:: Data supplied
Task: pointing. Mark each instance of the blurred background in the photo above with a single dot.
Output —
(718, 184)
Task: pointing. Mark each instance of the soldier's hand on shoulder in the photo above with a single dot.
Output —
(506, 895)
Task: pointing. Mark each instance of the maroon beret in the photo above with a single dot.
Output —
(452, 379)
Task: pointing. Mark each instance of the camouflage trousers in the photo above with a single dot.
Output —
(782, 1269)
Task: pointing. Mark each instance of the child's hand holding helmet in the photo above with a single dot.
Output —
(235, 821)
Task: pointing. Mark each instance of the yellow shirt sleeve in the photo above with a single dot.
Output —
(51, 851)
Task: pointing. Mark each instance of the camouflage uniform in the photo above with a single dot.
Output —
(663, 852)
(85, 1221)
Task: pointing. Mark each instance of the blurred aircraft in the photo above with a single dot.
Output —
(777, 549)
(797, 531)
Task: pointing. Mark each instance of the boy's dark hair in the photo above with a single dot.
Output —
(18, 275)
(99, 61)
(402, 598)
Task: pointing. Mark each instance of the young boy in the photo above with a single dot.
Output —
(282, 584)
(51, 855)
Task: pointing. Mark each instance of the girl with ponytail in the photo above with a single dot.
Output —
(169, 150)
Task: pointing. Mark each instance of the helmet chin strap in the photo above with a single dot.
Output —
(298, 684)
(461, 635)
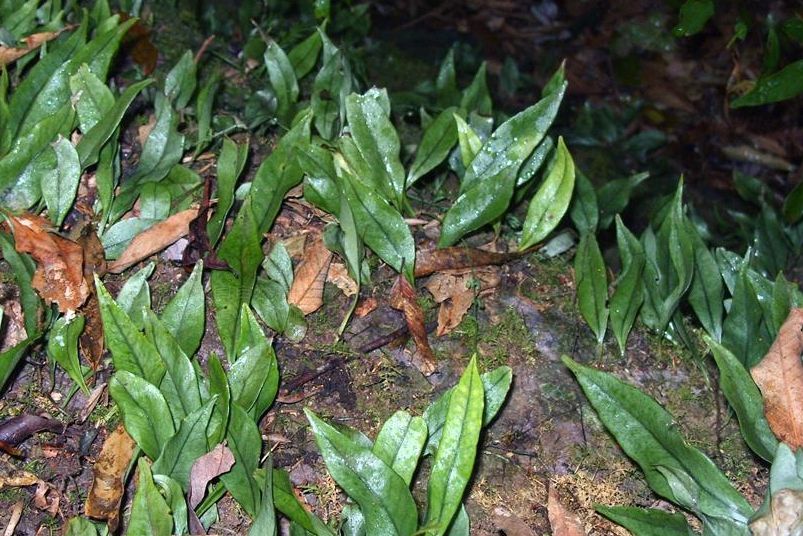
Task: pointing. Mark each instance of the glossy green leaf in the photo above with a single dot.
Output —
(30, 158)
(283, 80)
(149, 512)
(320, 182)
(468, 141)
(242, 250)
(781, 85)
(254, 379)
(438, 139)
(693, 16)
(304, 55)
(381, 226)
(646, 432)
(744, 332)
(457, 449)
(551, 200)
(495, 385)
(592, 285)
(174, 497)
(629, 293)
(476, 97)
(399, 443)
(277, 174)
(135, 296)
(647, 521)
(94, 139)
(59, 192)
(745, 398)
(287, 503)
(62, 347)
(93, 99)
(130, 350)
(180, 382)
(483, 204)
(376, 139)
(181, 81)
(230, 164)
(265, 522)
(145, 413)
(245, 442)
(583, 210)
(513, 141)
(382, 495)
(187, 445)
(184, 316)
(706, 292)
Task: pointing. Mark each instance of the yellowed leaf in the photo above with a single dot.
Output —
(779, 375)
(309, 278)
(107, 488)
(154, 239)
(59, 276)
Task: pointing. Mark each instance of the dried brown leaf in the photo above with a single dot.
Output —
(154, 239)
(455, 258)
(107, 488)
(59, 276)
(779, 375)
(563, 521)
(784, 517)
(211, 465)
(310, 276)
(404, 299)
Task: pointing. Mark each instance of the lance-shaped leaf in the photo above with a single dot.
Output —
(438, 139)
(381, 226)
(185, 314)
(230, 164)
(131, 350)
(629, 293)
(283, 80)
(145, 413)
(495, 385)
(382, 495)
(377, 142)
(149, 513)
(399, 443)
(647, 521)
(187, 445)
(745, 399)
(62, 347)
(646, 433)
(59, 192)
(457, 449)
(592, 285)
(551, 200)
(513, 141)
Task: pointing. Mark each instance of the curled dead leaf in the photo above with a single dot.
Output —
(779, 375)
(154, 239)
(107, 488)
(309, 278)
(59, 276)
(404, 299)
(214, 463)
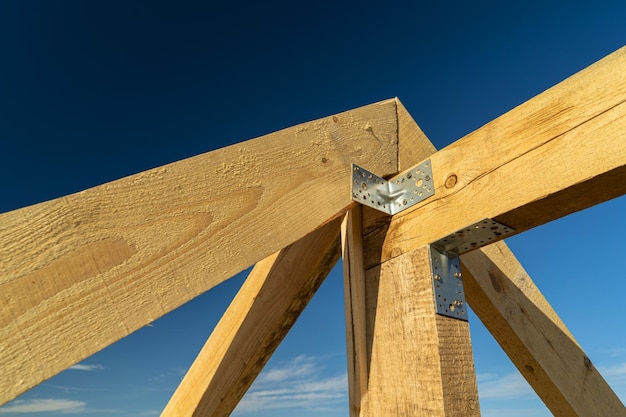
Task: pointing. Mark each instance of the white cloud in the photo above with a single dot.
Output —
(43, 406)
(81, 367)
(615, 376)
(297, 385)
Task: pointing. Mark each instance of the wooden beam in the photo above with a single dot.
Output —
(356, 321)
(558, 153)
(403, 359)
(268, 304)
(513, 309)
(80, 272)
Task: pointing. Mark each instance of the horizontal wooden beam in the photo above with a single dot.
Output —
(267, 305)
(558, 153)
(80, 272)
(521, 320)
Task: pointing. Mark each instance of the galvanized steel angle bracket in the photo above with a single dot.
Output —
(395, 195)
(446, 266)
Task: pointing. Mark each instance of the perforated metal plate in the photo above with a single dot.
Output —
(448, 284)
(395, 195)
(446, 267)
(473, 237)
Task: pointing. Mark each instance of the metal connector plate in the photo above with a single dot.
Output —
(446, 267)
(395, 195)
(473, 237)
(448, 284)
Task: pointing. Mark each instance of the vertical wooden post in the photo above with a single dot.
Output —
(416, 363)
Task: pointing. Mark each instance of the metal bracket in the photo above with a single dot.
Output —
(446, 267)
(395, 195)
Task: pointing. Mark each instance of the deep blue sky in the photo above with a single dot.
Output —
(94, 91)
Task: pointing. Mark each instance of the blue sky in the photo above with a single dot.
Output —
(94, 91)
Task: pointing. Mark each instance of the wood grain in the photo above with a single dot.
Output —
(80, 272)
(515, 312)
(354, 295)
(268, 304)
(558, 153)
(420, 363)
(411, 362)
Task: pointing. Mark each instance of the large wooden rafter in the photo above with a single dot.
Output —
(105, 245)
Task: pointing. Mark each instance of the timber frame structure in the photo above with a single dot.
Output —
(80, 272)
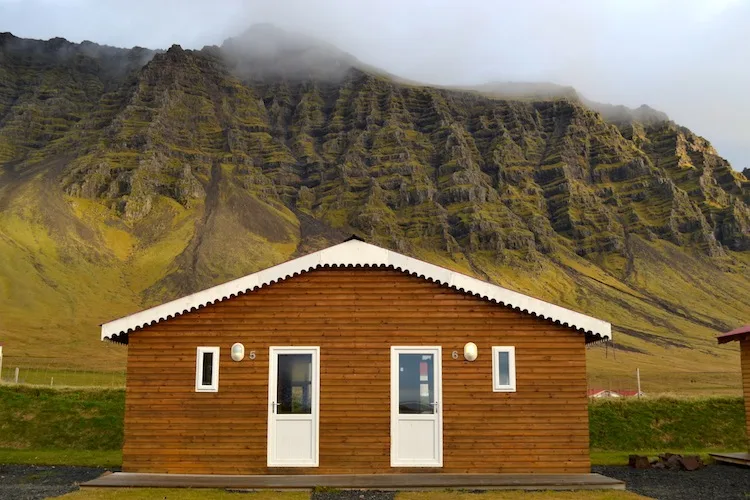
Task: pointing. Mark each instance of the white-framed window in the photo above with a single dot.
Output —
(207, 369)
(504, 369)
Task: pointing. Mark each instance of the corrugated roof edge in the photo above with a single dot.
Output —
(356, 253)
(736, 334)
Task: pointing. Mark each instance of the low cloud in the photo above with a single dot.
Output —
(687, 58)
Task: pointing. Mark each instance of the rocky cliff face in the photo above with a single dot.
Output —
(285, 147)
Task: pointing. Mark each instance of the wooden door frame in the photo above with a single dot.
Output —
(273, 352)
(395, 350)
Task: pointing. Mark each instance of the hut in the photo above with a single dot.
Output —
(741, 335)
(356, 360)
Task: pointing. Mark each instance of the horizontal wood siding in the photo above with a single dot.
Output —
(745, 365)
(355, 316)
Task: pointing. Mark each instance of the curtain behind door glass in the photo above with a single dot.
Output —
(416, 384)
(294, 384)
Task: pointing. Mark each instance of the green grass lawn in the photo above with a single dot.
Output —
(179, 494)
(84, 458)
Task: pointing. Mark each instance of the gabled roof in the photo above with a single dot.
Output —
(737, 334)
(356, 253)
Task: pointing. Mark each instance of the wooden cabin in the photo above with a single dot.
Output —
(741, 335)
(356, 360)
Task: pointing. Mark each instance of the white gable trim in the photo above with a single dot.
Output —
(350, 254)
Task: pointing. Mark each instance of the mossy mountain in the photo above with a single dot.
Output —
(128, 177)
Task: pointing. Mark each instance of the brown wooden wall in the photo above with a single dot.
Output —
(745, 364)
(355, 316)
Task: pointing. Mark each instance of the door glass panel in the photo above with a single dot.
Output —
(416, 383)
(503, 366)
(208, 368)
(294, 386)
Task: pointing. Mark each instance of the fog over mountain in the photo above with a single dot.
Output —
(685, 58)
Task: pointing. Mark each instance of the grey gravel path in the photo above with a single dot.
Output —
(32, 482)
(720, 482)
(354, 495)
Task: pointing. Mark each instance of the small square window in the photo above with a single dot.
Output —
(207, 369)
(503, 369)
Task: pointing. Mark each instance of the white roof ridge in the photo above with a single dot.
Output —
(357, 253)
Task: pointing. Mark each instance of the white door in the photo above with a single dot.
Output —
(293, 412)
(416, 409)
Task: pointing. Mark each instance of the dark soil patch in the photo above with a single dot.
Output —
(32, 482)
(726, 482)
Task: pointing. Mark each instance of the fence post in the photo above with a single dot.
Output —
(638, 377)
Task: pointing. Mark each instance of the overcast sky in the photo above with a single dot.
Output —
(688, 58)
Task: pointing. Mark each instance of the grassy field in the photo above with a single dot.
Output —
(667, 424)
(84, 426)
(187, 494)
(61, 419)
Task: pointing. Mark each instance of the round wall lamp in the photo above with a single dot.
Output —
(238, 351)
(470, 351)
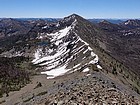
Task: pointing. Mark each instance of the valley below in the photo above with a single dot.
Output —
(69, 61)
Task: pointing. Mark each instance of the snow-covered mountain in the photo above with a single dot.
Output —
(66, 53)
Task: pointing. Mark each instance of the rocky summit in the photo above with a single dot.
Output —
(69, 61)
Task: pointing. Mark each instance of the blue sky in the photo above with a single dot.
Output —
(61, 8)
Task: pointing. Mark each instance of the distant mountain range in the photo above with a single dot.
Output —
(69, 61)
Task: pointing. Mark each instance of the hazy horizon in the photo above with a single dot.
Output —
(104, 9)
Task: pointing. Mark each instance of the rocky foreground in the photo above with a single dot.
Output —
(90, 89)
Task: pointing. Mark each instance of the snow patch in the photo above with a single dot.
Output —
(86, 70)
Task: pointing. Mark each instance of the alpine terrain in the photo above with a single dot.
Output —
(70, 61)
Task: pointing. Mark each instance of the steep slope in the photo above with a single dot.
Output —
::::
Restate the lines above from the one containing "Task: pointing. Mark each instance of the timber" through the one containing "Task: pointing. Mark each instance of the hut", inclusive, exactly and without pictures.

Task: pointing. Mark each instance of the timber frame structure in the photo above with a single dot.
Output —
(80, 272)
Task: pointing. Mark each instance of the white-framed window in the photo above with a single dot.
Output —
(207, 369)
(504, 369)
Task: pointing. Mark each instance of the corrugated roof edge in the photo above with a single dot.
Output —
(356, 253)
(736, 334)
Task: pointing. Mark each instance of the low cloud in the photo above with a single dot.
Output —
(687, 58)
Task: pointing. Mark each instance of the rocky cliff face in the photo above with a single dot.
Output —
(285, 147)
Task: pointing. Mark each instance of the wooden door frame in the photo above with a single dot.
Output —
(273, 352)
(395, 350)
Task: pointing. Mark each instance of the hut in the photo above with a single dot.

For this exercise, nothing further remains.